◆ **What to do**
Can you quote, word for word, every line from the first line of the records below through the line containing "Target: road", and nothing else?

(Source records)
☆ ☆ ☆ ☆ ☆ ☆ ☆

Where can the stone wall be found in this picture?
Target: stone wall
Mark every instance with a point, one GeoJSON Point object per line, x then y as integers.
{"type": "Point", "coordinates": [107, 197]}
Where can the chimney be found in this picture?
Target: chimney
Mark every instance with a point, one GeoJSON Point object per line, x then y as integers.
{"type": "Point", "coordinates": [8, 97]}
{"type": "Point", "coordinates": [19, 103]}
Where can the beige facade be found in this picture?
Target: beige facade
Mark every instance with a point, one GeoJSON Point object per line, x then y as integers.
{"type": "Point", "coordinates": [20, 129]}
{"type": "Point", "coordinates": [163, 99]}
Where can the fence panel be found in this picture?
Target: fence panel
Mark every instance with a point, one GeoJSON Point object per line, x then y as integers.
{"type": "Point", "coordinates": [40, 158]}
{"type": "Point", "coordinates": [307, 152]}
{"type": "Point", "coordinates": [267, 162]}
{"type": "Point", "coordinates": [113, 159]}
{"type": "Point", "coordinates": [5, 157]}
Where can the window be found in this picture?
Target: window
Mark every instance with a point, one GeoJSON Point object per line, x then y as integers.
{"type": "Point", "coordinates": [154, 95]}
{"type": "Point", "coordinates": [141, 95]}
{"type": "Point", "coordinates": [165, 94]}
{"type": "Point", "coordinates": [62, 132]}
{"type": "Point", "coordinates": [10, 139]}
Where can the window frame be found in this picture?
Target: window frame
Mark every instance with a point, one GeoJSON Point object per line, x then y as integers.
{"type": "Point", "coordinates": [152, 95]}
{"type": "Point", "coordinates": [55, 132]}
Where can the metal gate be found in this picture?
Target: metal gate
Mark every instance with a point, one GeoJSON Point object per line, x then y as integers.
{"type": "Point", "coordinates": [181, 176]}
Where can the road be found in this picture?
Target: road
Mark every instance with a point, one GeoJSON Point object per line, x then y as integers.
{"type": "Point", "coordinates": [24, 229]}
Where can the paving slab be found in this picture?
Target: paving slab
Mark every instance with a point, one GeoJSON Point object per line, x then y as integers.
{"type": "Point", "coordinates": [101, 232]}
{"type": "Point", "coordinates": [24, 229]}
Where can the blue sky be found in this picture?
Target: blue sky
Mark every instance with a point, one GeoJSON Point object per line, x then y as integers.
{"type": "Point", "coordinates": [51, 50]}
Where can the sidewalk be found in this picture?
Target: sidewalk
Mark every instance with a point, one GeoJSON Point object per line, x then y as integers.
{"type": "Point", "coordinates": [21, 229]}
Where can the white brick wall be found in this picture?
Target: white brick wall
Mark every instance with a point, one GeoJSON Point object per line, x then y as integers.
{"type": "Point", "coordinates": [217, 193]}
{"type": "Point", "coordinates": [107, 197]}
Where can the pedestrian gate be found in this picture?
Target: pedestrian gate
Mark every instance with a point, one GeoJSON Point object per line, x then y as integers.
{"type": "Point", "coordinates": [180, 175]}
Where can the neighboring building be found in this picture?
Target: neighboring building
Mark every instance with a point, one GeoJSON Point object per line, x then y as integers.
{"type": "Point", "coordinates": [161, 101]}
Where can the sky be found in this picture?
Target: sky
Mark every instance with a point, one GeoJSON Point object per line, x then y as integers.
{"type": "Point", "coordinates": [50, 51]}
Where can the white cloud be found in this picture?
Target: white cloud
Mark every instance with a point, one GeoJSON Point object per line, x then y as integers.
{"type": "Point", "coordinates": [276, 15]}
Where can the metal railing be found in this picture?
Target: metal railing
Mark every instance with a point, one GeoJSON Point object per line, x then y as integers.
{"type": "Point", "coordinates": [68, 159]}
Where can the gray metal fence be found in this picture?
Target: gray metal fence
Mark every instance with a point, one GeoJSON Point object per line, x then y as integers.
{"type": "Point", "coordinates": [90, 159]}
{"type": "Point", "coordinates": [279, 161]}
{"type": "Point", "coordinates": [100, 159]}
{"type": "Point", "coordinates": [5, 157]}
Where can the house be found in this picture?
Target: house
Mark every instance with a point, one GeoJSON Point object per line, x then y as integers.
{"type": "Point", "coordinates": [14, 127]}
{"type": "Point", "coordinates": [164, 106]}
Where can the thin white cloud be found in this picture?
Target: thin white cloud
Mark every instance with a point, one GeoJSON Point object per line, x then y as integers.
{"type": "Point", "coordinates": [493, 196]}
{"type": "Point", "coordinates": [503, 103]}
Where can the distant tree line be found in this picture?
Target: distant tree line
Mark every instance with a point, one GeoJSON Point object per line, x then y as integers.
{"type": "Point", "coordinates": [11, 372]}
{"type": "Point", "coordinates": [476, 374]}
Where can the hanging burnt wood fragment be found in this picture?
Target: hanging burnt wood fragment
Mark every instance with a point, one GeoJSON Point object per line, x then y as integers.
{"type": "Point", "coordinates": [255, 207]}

☆ ☆ ☆ ☆ ☆ ☆ ☆

◆ **Exercise response**
Where can the stone wall be found in this picture?
Target: stone wall
Mark every instance with a point, one GeoJSON Point object per line, x then y as integers.
{"type": "Point", "coordinates": [107, 197]}
Where can the chimney be found in this picture?
Target: chimney
Mark every instance with a point, one GeoJSON Point object per line, x then y as integers.
{"type": "Point", "coordinates": [8, 97]}
{"type": "Point", "coordinates": [19, 103]}
Where can the beige facade be found in this picture?
Target: beige facade
Mark every instance with a point, one GeoJSON Point object per line, x then y as integers.
{"type": "Point", "coordinates": [20, 129]}
{"type": "Point", "coordinates": [163, 99]}
Where can the fence panel be found in this picture?
Target: fence panel
Mark every instance with a point, one GeoJSON Point object per line, x then y as integers.
{"type": "Point", "coordinates": [40, 158]}
{"type": "Point", "coordinates": [307, 152]}
{"type": "Point", "coordinates": [267, 162]}
{"type": "Point", "coordinates": [113, 159]}
{"type": "Point", "coordinates": [5, 157]}
Where can the window be found in this picture?
Target: window
Mark every instance with a point, one GeoJSON Point object per line, x then y as integers.
{"type": "Point", "coordinates": [154, 95]}
{"type": "Point", "coordinates": [141, 95]}
{"type": "Point", "coordinates": [165, 94]}
{"type": "Point", "coordinates": [62, 132]}
{"type": "Point", "coordinates": [10, 139]}
Where can the window frame be found in this picture?
Target: window frame
Mark every instance with a point, one GeoJSON Point object per line, x then y as integers.
{"type": "Point", "coordinates": [152, 95]}
{"type": "Point", "coordinates": [55, 132]}
Where can the metal gate be found in this picture?
Target: metal gate
Mark every instance with a point, one GeoJSON Point object per line, x then y as integers.
{"type": "Point", "coordinates": [181, 176]}
Where can the road be found in this picture?
Target: road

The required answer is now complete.